* **Exercise details**: Copy every line of the records below, but multiply each x and y coordinate by 1.05 and round it to a whole number, rounding halves up. Leave the pictures out.

[Records excerpted from a collection]
:::
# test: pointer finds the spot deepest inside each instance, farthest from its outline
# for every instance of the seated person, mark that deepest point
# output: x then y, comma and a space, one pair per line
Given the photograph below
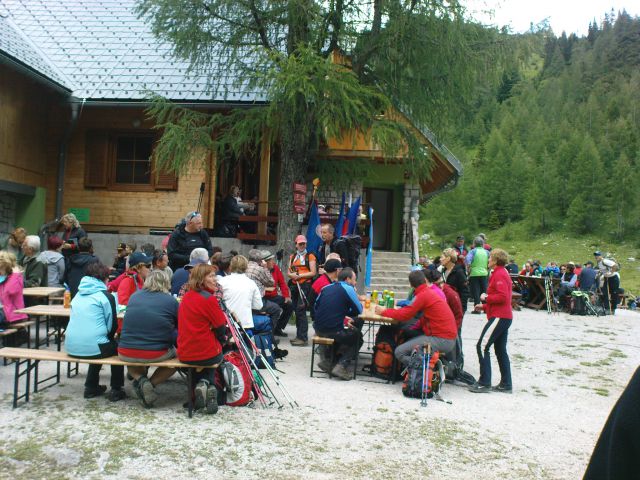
11, 286
91, 331
241, 294
54, 261
149, 334
335, 308
139, 268
436, 322
78, 263
201, 333
35, 272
:::
* **Result of the task**:
# test: pointer finds the spot deepest inside each instance, farthest from its outline
# for every instance of the seated person, mark that deepest point
# output: x then y, comma and a space, one pair per line
Given the photograph below
12, 300
96, 348
253, 309
57, 274
156, 351
352, 323
146, 281
458, 338
82, 276
211, 350
37, 286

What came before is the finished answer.